__Exercise objective__
Reproduce the material below word for word, leaving out the pictures.

[Raw records]

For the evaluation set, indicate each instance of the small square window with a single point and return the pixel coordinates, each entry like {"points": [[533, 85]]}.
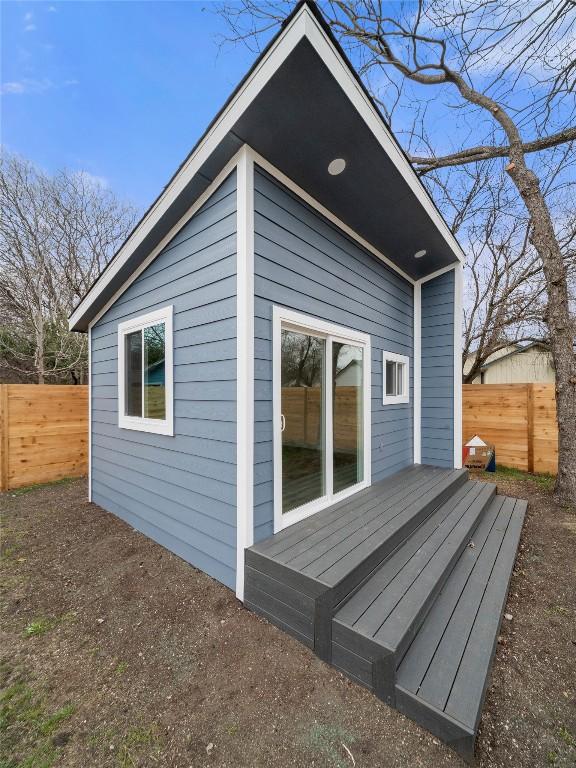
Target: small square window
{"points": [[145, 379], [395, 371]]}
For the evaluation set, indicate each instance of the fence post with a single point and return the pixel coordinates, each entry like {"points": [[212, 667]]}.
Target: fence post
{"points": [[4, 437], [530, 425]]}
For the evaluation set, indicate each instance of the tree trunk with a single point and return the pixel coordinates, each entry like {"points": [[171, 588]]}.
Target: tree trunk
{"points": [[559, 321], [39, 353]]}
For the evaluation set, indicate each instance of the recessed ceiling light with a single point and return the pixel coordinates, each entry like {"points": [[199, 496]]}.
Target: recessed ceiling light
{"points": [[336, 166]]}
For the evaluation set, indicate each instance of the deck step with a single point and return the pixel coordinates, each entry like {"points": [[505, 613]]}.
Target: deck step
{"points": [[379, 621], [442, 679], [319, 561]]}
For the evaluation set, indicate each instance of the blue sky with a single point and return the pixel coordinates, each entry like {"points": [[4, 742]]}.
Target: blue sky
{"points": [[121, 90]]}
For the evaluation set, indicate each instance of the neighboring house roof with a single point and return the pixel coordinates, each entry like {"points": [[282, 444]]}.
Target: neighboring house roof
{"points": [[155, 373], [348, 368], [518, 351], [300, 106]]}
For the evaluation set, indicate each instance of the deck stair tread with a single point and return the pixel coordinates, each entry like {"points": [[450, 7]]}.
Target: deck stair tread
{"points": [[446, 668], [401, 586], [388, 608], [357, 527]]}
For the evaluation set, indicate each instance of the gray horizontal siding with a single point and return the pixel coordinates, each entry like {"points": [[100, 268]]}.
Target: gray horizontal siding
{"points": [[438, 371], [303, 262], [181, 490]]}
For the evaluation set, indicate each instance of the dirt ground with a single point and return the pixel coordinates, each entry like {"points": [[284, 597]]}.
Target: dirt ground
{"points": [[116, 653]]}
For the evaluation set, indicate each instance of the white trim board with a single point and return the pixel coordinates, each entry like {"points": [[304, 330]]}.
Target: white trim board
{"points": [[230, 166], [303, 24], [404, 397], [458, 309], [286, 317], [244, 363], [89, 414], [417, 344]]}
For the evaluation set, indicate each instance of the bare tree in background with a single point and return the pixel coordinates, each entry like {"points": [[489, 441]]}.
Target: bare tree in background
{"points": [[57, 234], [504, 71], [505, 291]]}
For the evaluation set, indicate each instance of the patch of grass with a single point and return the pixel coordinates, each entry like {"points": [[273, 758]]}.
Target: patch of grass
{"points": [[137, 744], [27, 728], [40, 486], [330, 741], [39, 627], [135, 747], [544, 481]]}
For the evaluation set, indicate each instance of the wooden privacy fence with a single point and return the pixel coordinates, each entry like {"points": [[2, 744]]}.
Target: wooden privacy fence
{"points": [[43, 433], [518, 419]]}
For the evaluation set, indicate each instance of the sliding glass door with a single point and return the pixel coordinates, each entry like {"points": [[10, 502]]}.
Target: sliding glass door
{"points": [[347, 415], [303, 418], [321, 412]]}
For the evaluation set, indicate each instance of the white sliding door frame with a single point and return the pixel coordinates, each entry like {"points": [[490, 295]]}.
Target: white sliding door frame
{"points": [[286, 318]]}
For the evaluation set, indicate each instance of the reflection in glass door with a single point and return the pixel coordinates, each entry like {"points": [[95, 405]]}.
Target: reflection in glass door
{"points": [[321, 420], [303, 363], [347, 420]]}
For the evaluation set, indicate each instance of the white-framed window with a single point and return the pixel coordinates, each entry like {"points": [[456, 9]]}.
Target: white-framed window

__Task output__
For the evaluation set, indicate each instance of the small square window with a single point and return the pixel coordinates, each entry like {"points": [[533, 85]]}.
Target: small square window
{"points": [[145, 379], [395, 371]]}
For the evaluation set, indicate each instance of the fence post with a single point and return the pixel coordinates, each entry like {"points": [[212, 667]]}.
Target: fence post
{"points": [[4, 437], [530, 425]]}
For the evaluation set, indicate each instance of the tree trunk with a single point and return the pixel coordinates, each entry like {"points": [[171, 588]]}.
Target: tree trunk
{"points": [[559, 321], [39, 353]]}
For the evaluation set, indicate each instance of the recessed ceiling light with a single point and return the pixel coordinates, each entry like {"points": [[199, 496]]}.
Target: recessed ceiling light
{"points": [[336, 166]]}
For the evaluation set, indicate each instance of the deck step with a single point and return the pixel coordinates, each entry like {"points": [[505, 613]]}.
Target: deck step
{"points": [[379, 621], [442, 679], [319, 561]]}
For the evaluation set, indicate each instance of the blue sky with a single point and return the pixel coordinates, each entry like {"points": [[4, 742]]}.
Target: blue sky
{"points": [[121, 90]]}
For the evaluation set, indicate each instance of the neighboring house roof with a single point and return the pixel coordinates, each entry like {"points": [[282, 444]]}.
Target: neighboring house roof
{"points": [[155, 373], [348, 368], [518, 351], [300, 106]]}
For the evaluation set, indicate each instance of the deck stair tread with a single point and return the pixel coordinates, each entry like {"points": [[450, 7]]}.
Target: deck stair tread
{"points": [[446, 668], [401, 586], [388, 608], [357, 527]]}
For the evaluation set, indicate each instance of the gray horizontal siding with a single point and return the pixel coordinates, each entry like {"points": [[100, 268]]}.
Target: gray horizontal siding
{"points": [[438, 371], [303, 262], [181, 490]]}
For the evaluation set, indicate each instance of the dirt ground with a single point and return the pixel coordinates, each entry like {"points": [[284, 597]]}.
Target: dirt ground
{"points": [[116, 653]]}
For the evaluation set, indicate each instance of the white trim board with a single point and return the pixel coordinates, each entry like {"points": [[304, 330]]}.
Target: white trim board
{"points": [[230, 166], [303, 24], [404, 397], [458, 309], [286, 317], [244, 363], [89, 414], [417, 344]]}
For the evaluation set, indicate each instance of the bare tree in background with a single point and return the pixel coordinates, each entry like {"points": [[489, 441]]}.
Target: bare tree in background
{"points": [[57, 234], [504, 71], [505, 291]]}
For the evaluation set, indicate each instance of the patch of grass with a single point and return the pixel coordinates, each entry like {"points": [[273, 758]]}.
Target: patch of grass
{"points": [[137, 744], [27, 728], [40, 486], [330, 741], [39, 627], [135, 747], [544, 481]]}
For the evaluation set, indicate each instance of the wooden privacy fence with a single point and return the pixel coordinates, each entry like {"points": [[2, 744]]}.
Target: wooden privacy fence
{"points": [[43, 433], [518, 419]]}
For the evaluation set, indicate each instance of the sliding glass door with a single point and return the pixel coordinates, each entry like {"points": [[10, 502]]}.
Target: sliding glass door
{"points": [[347, 415], [303, 418], [321, 412]]}
For the evaluation set, indicate each instance of the white sliding door frame with a single point and return the pixel coordinates, each entry like {"points": [[490, 295]]}.
Target: white sliding door frame
{"points": [[286, 318]]}
For the evaluation set, indicate each instance of the reflection in glass door with a single point and return the pixel coordinates, each entry like {"points": [[95, 405]]}.
Target: reflection in glass door
{"points": [[321, 420], [303, 363], [347, 420]]}
For the evaluation set, indicate each instance of the white-framed window with a single point and return the pixel coordinates, each entry like {"points": [[456, 9]]}.
Target: white-framed window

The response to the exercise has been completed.